(Beginning of Excerpt)
Our results agree with others on the importance of inferring genetic structure and detect genetic differences among populations for intra-specific biodiversity assessment, evolutionary studies and association mapping (Caldwell et al. 2006; Rostoks et al. 2006; Mazzucato et al. 2008; Rossi et al. 2009; Comadran et al. 2011).

Multilocus LD dissection

Morrell et al.’s (2005) study of disequilibrium in wild barley accessions particularly stressed that geographic divergence was a major source of interlocus disequilibrium. The method of Brown and Feldman (1981) is one approach to analysing the relative importance of various sources of disequilibrium and the biology of multilocus association. Furthermore, the partitioning lends itself to comparisons among different kinds of populations, for example the pattern observed in SBL populations compared with that in composite crosses of cultivated barley and in wild populations of H. vulgare ssp. spontaneum (Brown and Feldman 1981).
(End of Excerpt)
Work instruction: Please copy the barley disequilibrium excerpt word for word, from "Morrell et al.’s" to "and Feldman 1981).". Work from the barley disequilibrium excerpt alone.
(Beginning of Collected data)
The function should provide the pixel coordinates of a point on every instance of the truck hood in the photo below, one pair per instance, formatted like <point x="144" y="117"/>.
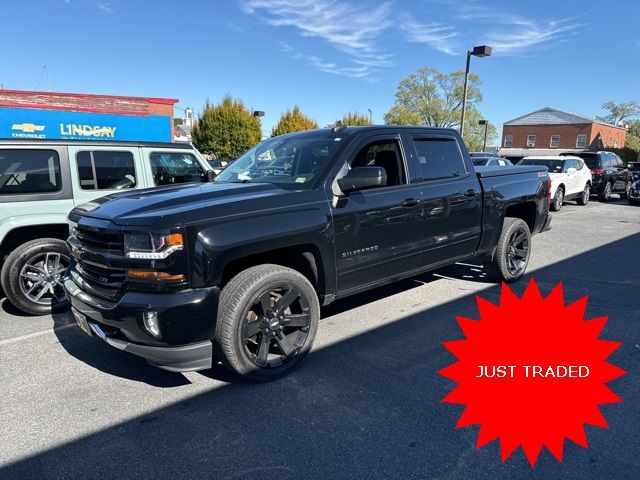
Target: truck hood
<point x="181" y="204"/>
(End of Collected data)
Solution for this exercise:
Morrell et al.’s (2005) study of disequilibrium in wild barley accessions particularly stressed that geographic divergence was a major source of interlocus disequilibrium. The method of Brown and Feldman (1981) is one approach to analysing the relative importance of various sources of disequilibrium and the biology of multilocus association. Furthermore, the partitioning lends itself to comparisons among different kinds of populations, for example the pattern observed in SBL populations compared with that in composite crosses of cultivated barley and in wild populations of H. vulgare ssp. spontaneum (Brown and Feldman 1981).